> **WRITTEN PROBLEM 1**
Pick out every line of the records that contains the string "tree" and copy each one. Matching is case-sensitive.

ShortestPathMolecularGraphKernels.jl

overview

a molecular graph represents a molecule as a simple graph (nodes: atoms; edges: bonds) where (a) nodes are "labeled" with the atomic species (H, C, N, etc.) of the atoms they represent and (b) edges are "labeled" with the type (aromatic, single, double, triple) of bond they represent.

a molecular graph kernel, loosely, scores the similarity of two molecular graphs. more formally, it corresponds with an inner product of two feature vectors of the molecular graphs. so, some mapping from a molecular graph to a vector representation, theoretically, underlies a molecular graph kernel.

generally, a shortest path molecular graph kernel characterizes each molecular graph by all shortest paths between every pair of nodes in the graph. it looks at the length of and the atom-bond label sequence along these shortest paths. we implement two variants of the shortest path graph kernel. given two input molecular graphs, the kernel counts pairs of corresponding shortest paths between them having the same:

  1. length and unordered pair of atom labels on the source and destination node
  2. length and exact atom-bond label sequence.

> **DATA FOR PROCESSING**
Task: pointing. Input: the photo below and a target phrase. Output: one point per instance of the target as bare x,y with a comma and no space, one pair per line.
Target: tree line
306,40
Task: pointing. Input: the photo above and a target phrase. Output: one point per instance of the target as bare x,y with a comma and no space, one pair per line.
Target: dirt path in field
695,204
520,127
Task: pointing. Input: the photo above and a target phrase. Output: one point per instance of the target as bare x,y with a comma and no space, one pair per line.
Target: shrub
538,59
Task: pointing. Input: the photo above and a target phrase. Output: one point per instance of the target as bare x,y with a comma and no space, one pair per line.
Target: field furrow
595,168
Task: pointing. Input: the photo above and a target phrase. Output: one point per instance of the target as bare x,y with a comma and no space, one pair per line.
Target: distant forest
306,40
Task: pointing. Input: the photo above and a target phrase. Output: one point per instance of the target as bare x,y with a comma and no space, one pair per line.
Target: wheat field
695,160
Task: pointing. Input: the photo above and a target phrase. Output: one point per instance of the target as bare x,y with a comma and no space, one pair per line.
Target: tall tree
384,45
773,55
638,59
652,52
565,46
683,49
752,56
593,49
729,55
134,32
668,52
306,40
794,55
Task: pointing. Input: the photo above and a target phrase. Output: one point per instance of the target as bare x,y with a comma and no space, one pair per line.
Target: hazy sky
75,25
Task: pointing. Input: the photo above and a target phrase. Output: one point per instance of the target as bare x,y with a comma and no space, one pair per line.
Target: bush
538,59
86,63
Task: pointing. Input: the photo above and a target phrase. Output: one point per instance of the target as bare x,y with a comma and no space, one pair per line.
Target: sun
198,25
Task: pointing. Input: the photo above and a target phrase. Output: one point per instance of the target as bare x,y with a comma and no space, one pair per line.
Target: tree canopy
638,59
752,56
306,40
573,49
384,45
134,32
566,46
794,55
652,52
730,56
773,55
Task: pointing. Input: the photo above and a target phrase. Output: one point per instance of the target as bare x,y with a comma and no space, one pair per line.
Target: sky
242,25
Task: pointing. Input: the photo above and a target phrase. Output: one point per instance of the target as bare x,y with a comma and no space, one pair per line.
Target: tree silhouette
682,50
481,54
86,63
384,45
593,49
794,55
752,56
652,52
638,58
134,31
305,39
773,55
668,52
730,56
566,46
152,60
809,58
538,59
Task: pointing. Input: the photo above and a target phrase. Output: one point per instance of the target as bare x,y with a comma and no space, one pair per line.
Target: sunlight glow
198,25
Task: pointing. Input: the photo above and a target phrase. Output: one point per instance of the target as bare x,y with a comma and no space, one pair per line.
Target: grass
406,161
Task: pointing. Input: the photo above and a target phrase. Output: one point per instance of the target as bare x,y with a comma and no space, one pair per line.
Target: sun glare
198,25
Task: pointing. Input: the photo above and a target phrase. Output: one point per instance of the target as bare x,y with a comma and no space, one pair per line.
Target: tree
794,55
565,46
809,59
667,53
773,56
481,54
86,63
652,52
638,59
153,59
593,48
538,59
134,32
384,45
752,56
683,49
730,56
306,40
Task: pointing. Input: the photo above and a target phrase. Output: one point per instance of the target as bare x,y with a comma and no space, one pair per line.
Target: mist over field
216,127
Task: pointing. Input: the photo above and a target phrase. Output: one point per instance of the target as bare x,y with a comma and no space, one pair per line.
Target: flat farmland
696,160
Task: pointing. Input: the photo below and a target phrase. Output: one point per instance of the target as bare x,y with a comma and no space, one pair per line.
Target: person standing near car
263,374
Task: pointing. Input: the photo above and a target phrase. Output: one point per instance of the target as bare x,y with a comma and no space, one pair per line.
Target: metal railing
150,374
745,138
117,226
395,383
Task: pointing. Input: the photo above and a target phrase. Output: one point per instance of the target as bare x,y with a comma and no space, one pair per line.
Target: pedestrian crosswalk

> **WRITTEN PROBLEM 2**
According to the overview of shortest path molecular graph kernels, what are the edges of a molecular graph labeled with?

> **EXPECTED OUTPUT 1**
Target: tree line
Target: tall tree
Target: tree canopy
Target: tree silhouette
Target: tree

> **EXPECTED OUTPUT 2**
The type of bond they represent: aromatic, single, double, or triple.